▸ INSTRUCCIONES
1 > En el texto sobre libertad de expresión y privacidad, ¿qué pena fija el artículo 178 del COIP por divulgar información privada de terceros?
2 > Prosigue el texto sobre libertad de expresión y privacidad a partir de su última oración.

▸ TEXTO PROPORCIONADO
No es lo mismo ser político que ser ciudadano

María Cristina Bayas

Quito, Ecuador

Hace unos días la ex asambleísta Jeannine Cruz escribió en su Twitter: ¨La línea entre la protección de la intimidad y la mordaza a la libertad de expresión es muy delgada.¨ Lo hizo a propósito del debate que se generó alrededor de la Ley de Violencia Digital y el artículo 178 del Código Orgánico Integral Penal (COIP) que sanciona con pena de prisión de 1 a 3 años la divulgación de información privada de terceros.

La Asamblea pretendía reformar ese artículo, y aunque al final no lo hizo, quería eliminar el segundo inciso dejando así disponible una peligrosa afrenta a la libertad de expresión.

Al elegir entre libertad de expresión y privacidad se presenta una difícil decisión, pues los dos son derechos que como sociedad queremos proteger. Sin embargo, hay ciertas situaciones en las que entran en conflicto, como es el caso del artículo 178 del COIP, y hay que elegir una de las dos opciones, dependiendo del caso. Entonces, esa delgada línea que establece cuándo proteger una cosa y cuándo la otra, tal vez sería más sencilla de marcar si separamos lo que es un ciudadano común de un funcionario público.

Una persona común tiene derecho a su privacidad, pero cuando hablamos de un político, hay casos en los cuales su privacidad se verá afectada porque el derecho que tienen los ciudadanos a conocer sobre la gestión pública, pesa más.

▸ DATOS EXTRAÍDOS
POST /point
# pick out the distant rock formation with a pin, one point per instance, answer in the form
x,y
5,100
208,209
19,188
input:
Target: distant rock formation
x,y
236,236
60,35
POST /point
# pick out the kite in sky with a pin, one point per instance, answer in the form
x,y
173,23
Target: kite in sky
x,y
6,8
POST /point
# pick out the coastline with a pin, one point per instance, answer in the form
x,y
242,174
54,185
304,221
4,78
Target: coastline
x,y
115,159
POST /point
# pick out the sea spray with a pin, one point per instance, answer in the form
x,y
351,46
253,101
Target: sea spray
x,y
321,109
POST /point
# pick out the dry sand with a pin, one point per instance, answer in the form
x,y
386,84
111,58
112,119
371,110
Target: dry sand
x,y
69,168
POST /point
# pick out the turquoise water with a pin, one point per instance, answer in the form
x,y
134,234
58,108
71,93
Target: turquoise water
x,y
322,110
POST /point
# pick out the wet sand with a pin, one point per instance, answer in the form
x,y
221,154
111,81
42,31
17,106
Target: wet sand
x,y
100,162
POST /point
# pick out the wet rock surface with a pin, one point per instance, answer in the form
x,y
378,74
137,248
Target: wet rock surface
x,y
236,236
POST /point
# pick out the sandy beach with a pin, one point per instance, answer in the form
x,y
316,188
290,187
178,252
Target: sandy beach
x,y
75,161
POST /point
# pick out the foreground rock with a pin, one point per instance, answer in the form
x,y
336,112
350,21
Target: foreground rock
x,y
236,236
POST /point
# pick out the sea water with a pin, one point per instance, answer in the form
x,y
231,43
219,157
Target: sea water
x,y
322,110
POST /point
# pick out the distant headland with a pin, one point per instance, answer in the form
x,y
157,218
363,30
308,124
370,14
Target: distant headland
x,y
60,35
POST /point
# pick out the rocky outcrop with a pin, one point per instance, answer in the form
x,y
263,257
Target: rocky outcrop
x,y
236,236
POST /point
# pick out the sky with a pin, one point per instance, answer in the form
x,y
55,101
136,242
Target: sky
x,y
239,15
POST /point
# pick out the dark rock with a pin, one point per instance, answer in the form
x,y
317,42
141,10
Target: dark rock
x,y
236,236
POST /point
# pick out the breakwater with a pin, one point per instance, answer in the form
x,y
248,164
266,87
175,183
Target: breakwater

▸ RESPUESTAS
1 > Prisión de 1 a 3 años.

2 >
Hay varias normativas en Ecuador que se relacionan a este dilema que se presenta al querer cuidar algún aspecto de las personas – privacidad, intimidad, honra – y también el interés público. Pero en ninguna de ellas se diferencia lo que es un ciudadano particular de lo que es un administrador público. La Ley Orgánica de Comunicación (LOC), por el contrario, los iguala en su artículo 2, en el cual establece que serán titulares de los derechos de esa ley todos los ecuatorianos o extranjeros, sin importar su cargo o función en la gestión pública o en la actividad privada.

Hacer esa separación tiene consecuencias enormes en la libertad de expresión, en el periodismo y en el derecho que tienen las personas a conocer sobre la gestión de sus mandatarios.

Hasta diciembre del 2018, cuando el linchamiento mediático aún no se había derogado de la LOC, en esa figura se escondía la posibilidad de que un político alegue ser víctima de dicho ataque para que los medios dejen de hablar de su gestión o de algún acto de corrupción. Jorge Glas dijo ser sujeto de linchamiento mediático al ser señalado por la prensa respecto de delito de asociación ilícita.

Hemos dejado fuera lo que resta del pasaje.